#### PASSAGE:
━━━━━━

Even if the storage media is fault-tolerant, a partition might fail due to hardware or software faults. To give the illusion of instant repair, partitions are usually implemented as a pack of two or more nodes that provide access to the storage. These can either be shared-disk packs or shared-nothing packs. That is, either all members of the pack may access all the disks (a shared-disk partition), or each member of the pack may serve just one partition of the disk pool during normal conditions (a shared-nothing partition), and only serve a failed partition when that partition's primary server fails. The shared-disk pack is virtually identical to a shard-disk clone, except that the pack is serving just one part of the total database.
Figure 2. Partitions and Packs: Data objects (mailboxes, database records, business objects, etc.) are partitioned among storage and server nodes. For availability, the storage elements may be served by a pack of servers.
A shared-nothing pack offers two options. First, each member of the pack can have primary responsibility for one or more partitions. All requests with an affinity to that partition will be routed to that node, and each member of the pack is actively serving some partition. When a node fails, the service of its partition migrates to another node of the pack. This is called the active-active pack design. Or, if just one node of the pack is actively serving the requests and the other nodes are acting as hot-standbys, it is called an active-passive pack.
By analogy with cloned servers and RACS, the nodes that support a packed-partitioned service are collectively called a Reliable Array of Partitioned Services (RAPS). RAPS provide both scalability and availability.
Multi-tier applications use both RACS and RAPS (see Figure 3). A hypothetical application consists of a front tier that accepts requests and returns formatted responses, a middle-tier of stateless business logic, and a data-tier that manages all writable state. RACS work well in the front and middle tiers since all the processing is stateless. RAPS are required for the data tier. RACS are easier to build, manage, and incrementally scale. So maximizing the use of RACS is a design goal. Multi-tier application designs provide the functional separation that makesthis possible.
Figure 3. A scaled Web site: Cloned front-ends provide HTTP and firewall services, shared-disk clones serve files, and packs and partitions offer databases.
Load balancing and routing requirements are different at each tier. At the front tier, IP-level load distribution schemes give reasonable balancing, assuming there is a large set of potential clients, and requests have no affinity. The middle-tier understands the request semantics, and can make data- and process-specific load steering decisions. At the data tier, the problem is routing to the correct partition.
Figure 4. Taxonomy of scalability designs.

━━━━━━

#### PROBLEM A:
Answer these about the passage on partitions and packs:
(i) In an active-passive pack, what are the nodes that are not actively serving requests acting as?
(ii) Which tier requires RAPS?
(iii) What is the problem at the data tier?

━━━━━━

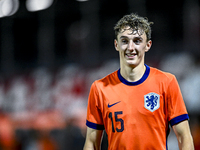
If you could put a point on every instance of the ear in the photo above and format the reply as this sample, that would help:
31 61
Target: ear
116 45
148 46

━━━━━━

#### PROBLEM B:
Can you rewrite the records above with every "photo" changed to "image" and everything else unchanged, leaving out the pictures?

#### FINAL RESULT A:
(i) Hot-standbys.
(ii) The data tier.
(iii) Routing to the correct partition.

#### FINAL RESULT B:
If you could put a point on every instance of the ear in the image above and format the reply as this sample, that would help:
31 61
Target: ear
116 45
148 46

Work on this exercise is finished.